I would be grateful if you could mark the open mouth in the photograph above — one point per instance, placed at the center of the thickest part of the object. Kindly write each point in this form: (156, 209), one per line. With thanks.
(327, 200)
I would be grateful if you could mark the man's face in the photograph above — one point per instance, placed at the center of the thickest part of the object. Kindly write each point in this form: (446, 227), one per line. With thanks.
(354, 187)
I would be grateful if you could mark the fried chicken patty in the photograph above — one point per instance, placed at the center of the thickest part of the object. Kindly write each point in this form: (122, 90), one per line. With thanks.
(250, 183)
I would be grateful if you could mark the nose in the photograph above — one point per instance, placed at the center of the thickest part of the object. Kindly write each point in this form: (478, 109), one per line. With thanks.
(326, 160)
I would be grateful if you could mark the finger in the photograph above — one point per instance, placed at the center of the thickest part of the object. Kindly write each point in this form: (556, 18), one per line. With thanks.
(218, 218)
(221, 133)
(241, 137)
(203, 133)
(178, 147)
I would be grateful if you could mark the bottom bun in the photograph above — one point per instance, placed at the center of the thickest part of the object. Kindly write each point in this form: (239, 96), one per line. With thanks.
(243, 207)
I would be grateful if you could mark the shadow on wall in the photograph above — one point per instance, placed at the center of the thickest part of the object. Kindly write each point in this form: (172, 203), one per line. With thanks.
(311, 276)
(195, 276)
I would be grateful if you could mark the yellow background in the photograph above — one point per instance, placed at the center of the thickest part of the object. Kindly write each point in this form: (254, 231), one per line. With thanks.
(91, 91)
--------------------------------------------------
● Exercise description
Repeat each entry above exactly as it appears.

● Your response
I would be grateful if you could mark the open mouth in the photograph above — one point per instance, placed at the center of the thickest part of the object. Kindly write each point in this form: (156, 209), one per line. With thanks.
(327, 200)
I would be grateful if you could mark the man's face in the photograph above — one point per instance, placed at the center of the thickest part of the object. Kindly write each point in this form: (446, 227), one per line. With thanks.
(354, 187)
I would be grateful if you could mark the fried chicken patty in the photograph above — one point per instance, placed at the center of the thickest part of the object. Kindly write each point in this form: (122, 90), one per line. With thanks.
(250, 183)
I would be grateful if you could mark the nose in the photograph above — one point per instance, placed at the center of the thickest part of the object. Kindly write each point in this form: (478, 109), one per line. With thanks.
(326, 160)
I would be grateful if you could mark the finger in the photograph above — one point per instance, placed at the center of the thickest part of the object. Kindly write each point in this form: (556, 18), one per line. With thanks.
(218, 218)
(221, 133)
(241, 137)
(203, 133)
(178, 147)
I would be grateful if you could mark the bottom bun in the photograph above — one point per instance, placed at the center of the thickest part of the object. Kindly write each point in this form: (239, 96), one per line. With thanks.
(243, 207)
I would be grateful if you could mark the shadow on wall in the photograph above — one point per instance, placed at the center of the thickest part of the object. Kindly write each point in this form: (172, 203), one per line. With thanks.
(311, 276)
(195, 276)
I would be grateful if you could mark the yellow background in the photograph above — one point per instance, placed at the center of the thickest part of the object. Kindly write each point in this form: (254, 231), one per line. With thanks.
(91, 91)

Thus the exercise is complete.